→ RECORDS FOR THE TASK
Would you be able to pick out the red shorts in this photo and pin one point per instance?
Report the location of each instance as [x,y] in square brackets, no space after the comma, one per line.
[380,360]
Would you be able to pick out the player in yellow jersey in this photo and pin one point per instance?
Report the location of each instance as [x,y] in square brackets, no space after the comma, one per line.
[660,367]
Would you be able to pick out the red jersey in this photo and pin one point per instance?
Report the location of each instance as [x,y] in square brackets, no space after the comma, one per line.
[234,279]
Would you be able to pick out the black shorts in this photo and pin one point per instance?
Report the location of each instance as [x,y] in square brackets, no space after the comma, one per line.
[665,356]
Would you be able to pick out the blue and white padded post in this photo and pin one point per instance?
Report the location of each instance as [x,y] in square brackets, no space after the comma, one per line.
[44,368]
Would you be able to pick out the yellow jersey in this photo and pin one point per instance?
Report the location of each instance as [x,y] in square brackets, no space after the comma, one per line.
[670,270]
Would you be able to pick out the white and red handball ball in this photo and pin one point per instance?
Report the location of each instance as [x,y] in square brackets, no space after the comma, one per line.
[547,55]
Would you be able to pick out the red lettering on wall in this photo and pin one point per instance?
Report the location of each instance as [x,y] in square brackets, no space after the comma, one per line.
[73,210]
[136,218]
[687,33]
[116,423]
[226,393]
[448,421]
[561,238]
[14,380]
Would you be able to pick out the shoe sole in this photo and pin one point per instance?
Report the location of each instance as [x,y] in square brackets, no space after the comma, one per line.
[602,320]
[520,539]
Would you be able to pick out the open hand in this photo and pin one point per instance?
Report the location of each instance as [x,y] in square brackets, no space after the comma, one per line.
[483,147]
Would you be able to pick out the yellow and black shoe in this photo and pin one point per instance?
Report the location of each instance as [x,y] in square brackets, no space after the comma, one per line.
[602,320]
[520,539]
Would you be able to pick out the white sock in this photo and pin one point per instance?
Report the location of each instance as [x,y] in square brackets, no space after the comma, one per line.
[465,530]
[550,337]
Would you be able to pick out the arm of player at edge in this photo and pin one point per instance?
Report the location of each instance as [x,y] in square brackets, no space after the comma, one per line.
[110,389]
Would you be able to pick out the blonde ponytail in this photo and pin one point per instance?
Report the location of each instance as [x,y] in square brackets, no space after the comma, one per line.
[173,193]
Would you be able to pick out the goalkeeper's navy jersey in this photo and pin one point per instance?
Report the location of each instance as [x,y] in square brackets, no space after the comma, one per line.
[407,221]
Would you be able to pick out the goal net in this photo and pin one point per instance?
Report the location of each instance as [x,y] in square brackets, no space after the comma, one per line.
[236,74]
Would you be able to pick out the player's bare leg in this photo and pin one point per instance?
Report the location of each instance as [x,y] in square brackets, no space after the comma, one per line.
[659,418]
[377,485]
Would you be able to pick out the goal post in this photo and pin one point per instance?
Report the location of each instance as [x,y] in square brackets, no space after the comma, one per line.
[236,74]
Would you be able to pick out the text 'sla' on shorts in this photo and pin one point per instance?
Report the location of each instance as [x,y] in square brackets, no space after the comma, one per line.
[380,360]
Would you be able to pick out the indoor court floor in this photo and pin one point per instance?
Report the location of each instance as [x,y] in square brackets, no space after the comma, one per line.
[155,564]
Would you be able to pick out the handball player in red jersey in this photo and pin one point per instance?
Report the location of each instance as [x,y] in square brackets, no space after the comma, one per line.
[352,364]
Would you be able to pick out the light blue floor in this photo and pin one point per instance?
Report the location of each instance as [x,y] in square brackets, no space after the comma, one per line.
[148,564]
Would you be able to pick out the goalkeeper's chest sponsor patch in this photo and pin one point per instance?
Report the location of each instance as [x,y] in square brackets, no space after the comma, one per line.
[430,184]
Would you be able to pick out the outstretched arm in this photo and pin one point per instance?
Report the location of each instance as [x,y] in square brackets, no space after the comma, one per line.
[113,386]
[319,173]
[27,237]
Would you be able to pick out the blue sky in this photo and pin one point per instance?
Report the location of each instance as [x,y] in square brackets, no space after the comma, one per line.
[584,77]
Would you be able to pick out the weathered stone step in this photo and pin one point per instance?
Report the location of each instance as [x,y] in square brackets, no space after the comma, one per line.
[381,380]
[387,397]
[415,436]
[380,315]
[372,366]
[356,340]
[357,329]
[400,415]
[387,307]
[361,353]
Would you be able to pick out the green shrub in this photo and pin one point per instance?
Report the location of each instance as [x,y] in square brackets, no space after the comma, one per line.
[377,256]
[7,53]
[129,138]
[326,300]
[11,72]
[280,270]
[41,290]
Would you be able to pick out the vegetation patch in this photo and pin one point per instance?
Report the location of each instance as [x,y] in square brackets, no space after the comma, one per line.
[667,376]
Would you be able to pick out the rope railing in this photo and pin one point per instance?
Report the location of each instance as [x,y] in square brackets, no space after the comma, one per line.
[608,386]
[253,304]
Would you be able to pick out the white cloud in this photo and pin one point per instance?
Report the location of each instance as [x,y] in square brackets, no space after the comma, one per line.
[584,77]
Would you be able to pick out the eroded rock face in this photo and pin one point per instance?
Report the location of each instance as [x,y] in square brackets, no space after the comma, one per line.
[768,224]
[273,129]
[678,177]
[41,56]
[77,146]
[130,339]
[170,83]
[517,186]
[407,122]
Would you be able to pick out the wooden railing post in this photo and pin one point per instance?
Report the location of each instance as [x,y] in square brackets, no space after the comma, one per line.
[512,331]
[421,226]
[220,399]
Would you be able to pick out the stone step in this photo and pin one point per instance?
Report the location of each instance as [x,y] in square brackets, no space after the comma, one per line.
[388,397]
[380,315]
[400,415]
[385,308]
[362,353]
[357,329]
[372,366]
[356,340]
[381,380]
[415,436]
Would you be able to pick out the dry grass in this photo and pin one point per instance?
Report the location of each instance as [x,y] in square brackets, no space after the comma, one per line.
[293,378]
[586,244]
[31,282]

→ TASK BRIEF
Go back to the listing above and please repeat it exactly.

→ SOLUTION TO THIS EXERCISE
Would you be able to pick out the red shorts in this photo and pin one point per instance?
Report the location of each instance as [x,y] in square brackets, no space after the comma, one per line.
[380,360]
Would you be able to pick out the player in yellow jersey in this photo and pin one point per instance?
Report the location of each instance as [x,y] in square brackets, no space after the comma, one per line.
[660,367]
Would you be able to pick out the red jersey in this photo and pin one point per instance?
Report the location of each instance as [x,y] in square brackets, no space after the comma, one per line.
[234,279]
Would you be able to pick out the black shorts in this photo and pin one point per instance?
Report the location of each instance as [x,y] in square brackets, no space after the comma, one per line.
[665,356]
Would you be able to pick out the blue and white padded post in this photo and pin one point per instance?
Report the location of each instance as [x,y] in square brackets, no space after the comma, one per line.
[44,368]
Would you be able to pick out the yellow jersey in this photo and pin one point per instance?
Report the location of each instance as [x,y] in square brackets, no space after the comma, one per line.
[670,270]
Would you be able to pick out the white and red handball ball in this photo and pin one point per instance?
Report the location of each instance as [x,y] in square brackets, no space after the comma, one per line.
[547,55]
Would you be able to pick out the red lettering on wall in this photo and pin one point per instance?
Report the location of each instance as [x,y] in square brackets, no space after the comma, one per line.
[73,210]
[136,218]
[687,33]
[116,423]
[226,393]
[448,421]
[561,238]
[14,380]
Would you be able to pick out the shoe sole in this photo and pin one point per instance?
Report the location of each instance as [x,y] in square brackets, no space after the comma, one per line.
[602,320]
[520,539]
Would you be able to pick out the open hand in this photo and pin one point per instance?
Report the location of each instance as [x,y] in square brackets, no space after the comma, one per line.
[483,147]
Would you be able to pick out the yellow and black shoe in this photo and pin one point per instance?
Report the location of each instance as [x,y] in square brackets, no space after the comma, one per line.
[602,320]
[520,539]
Would you be able to pick out the white sock in this photo and pin one point per instance?
Report the location of each instance as [x,y] in square brackets, no space after the comma, one per line.
[465,530]
[550,337]
Would you be able to pick out the arm of player at edge in this photo and pin one point per instance?
Report the location of each instance as [x,y] in square brackets, no space after the comma, one per line.
[110,389]
Would you be able to pick out the blonde ponytail in this photo and pin one point per instance?
Report the location of each instance as [x,y] in square brackets, no space after the comma, one per line.
[173,193]
Would you be able to pick out the goalkeeper's navy jersey in this photo and pin one point per instance?
Report the location of each instance as [x,y] in square brackets, no space after the comma, one per line.
[407,221]
Would you be able to pick out the goal net in this photo and pin one point per instance?
Report the location of each instance as [x,y] in square brackets, no space after the comma, one per line.
[236,74]
Would you be able to pick out the player's bare leg in this photo and pin one point per instance?
Report the location of each instance as [x,y] in square brackets, no space after the comma, one per line.
[659,418]
[377,485]
Would you be able to pick out the goal post in this photo and pin one point per instance?
Report the location of each instance as [x,y] in square brackets, no space after the comma, one per line.
[236,74]
Would you be able to pick out the text 'sla' on shorts in this photo and pin one point per instance?
Report the location of each instance as [x,y] in square brackets, no space after the comma, one per line.
[380,360]
Would you be able to pick out the indoor court floor in this photo and pin one point per instance?
Report the location of each instance as [x,y] in square brackets, no space after the comma, one per line.
[155,564]
Would you be able to pick out the handball player in red jersey in this photo and pin one point per instance?
Report the location of each instance as [x,y] in square brackets, no space after the comma, one per line.
[352,364]
Would you be able to pick out the light blue floor in this photo and pin one point per instance?
Report the location of each instance as [x,y] in square brackets, no space after the comma, one per line.
[148,564]
Would you be able to pick out the goalkeeper's chest sponsor patch in this photo and pin one point per instance?
Report the location of each instance as [x,y] in square brackets, no space after the comma, one per line.
[430,184]
Would you be able to pick out the outstretched arm in this photo and pin one point per instance?
Report the location of each instance as [x,y] in square brackets, no space after the comma, one per line.
[113,386]
[319,173]
[27,237]
Would you be able to pick out the blue sky in this photo and pin one point per instance?
Report the location of each instance as [x,y] in square brackets, no space after the comma, one per line.
[584,77]
Would you be able to pick out the weathered stone step in this photo and pin one point per instance?
Report the location of each instance as [x,y] in square brackets, no space after the comma, one per line.
[381,380]
[387,397]
[415,436]
[380,315]
[372,366]
[356,340]
[357,329]
[400,415]
[387,307]
[361,353]
Would you be able to pick out the green shrub in this photo and pin one point per instance?
Report the location of each instance as [x,y] in square brackets, no space after the comma, one per line.
[377,256]
[7,53]
[129,138]
[326,300]
[11,72]
[280,270]
[41,290]
Would you be able to pick out the vegetation patch in this photo and pin one point per instance?
Report the location of each instance as [x,y] in square brackets, no space after the comma, one per line.
[667,376]
Would you be able to pick out the rope railing in this photo and pin one point per instance?
Report the location of each instance as [x,y] in square brackets, no space after the comma, one per line.
[608,386]
[253,304]
Would you be able to pick out the white cloud in this photo and pin one point per instance?
Report the location of each instance as [x,y] in square brackets, no space after the comma, one per line.
[584,77]
Would you be able to pick out the eroded rock face in this photo and pin one point per instance?
Report the location of each instance as [x,y] in square brackets, no space after the comma, one per line.
[768,224]
[273,129]
[678,177]
[41,56]
[77,146]
[130,339]
[170,83]
[517,186]
[407,122]
Would you be able to pick out the wooden railing post in this photo and pin one point per instance?
Report the location of each instance as [x,y] in square brackets, no space after the comma, one per line.
[512,331]
[421,226]
[220,399]
Would you be able to pick out the stone step in this photo and pin one point per instance?
Report the location of each instance as [x,y] in square brackets, no space after the comma, one per line.
[388,397]
[380,315]
[400,415]
[385,308]
[362,353]
[357,329]
[372,366]
[356,340]
[381,380]
[415,436]
Would you be able to pick out the dry grass in this photo and pin one point per instance?
Report the location of each instance as [x,y] in square brackets, no space after the comma, one per line.
[293,378]
[586,244]
[31,282]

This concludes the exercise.